* YOUR INSTRUCTIONS *
Please repeat the entries exactly as they appear and omit any images.

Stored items
· · ·

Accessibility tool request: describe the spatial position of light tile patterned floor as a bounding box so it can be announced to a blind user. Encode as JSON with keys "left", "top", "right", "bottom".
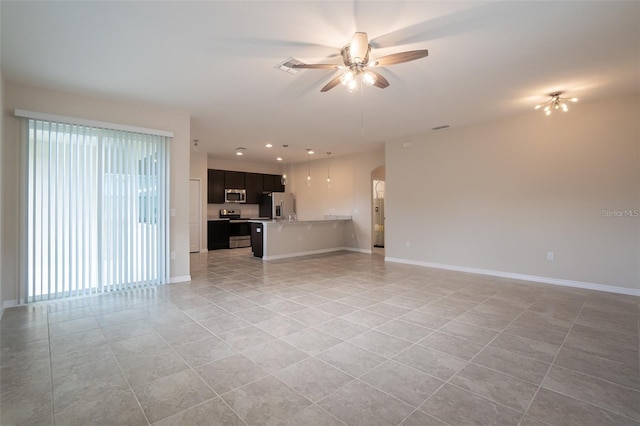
{"left": 1, "top": 248, "right": 639, "bottom": 425}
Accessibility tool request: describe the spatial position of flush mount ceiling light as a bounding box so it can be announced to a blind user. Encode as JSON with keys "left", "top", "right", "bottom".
{"left": 235, "top": 147, "right": 246, "bottom": 156}
{"left": 265, "top": 143, "right": 273, "bottom": 148}
{"left": 291, "top": 32, "right": 428, "bottom": 93}
{"left": 535, "top": 92, "right": 578, "bottom": 115}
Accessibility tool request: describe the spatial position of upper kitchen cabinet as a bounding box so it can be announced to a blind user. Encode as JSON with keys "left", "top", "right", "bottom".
{"left": 224, "top": 171, "right": 245, "bottom": 189}
{"left": 245, "top": 172, "right": 263, "bottom": 204}
{"left": 263, "top": 174, "right": 285, "bottom": 192}
{"left": 207, "top": 169, "right": 225, "bottom": 204}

· · ·

* TASK ANSWER *
Accessibility tool request: describe the spatial position of light tile patterned floor as a bounding box so it can be announced to a blind user. Encode as JSON with keys "left", "top", "right", "bottom".
{"left": 1, "top": 248, "right": 639, "bottom": 425}
Accessibility tool request: describe the spatial position of flush mount ceiling light as a bounding box so it can be announced to a blind user. Encode as JSON with keys "left", "top", "right", "bottom".
{"left": 235, "top": 147, "right": 246, "bottom": 156}
{"left": 265, "top": 143, "right": 273, "bottom": 148}
{"left": 291, "top": 32, "right": 428, "bottom": 93}
{"left": 535, "top": 92, "right": 578, "bottom": 115}
Accessibility tool request: describe the spatial position of upper kitchen cabinet as a bounding box so it can be announced to a blind user. Encode as JSON with keys "left", "top", "right", "bottom".
{"left": 224, "top": 171, "right": 245, "bottom": 189}
{"left": 245, "top": 172, "right": 263, "bottom": 204}
{"left": 263, "top": 174, "right": 285, "bottom": 192}
{"left": 207, "top": 169, "right": 225, "bottom": 204}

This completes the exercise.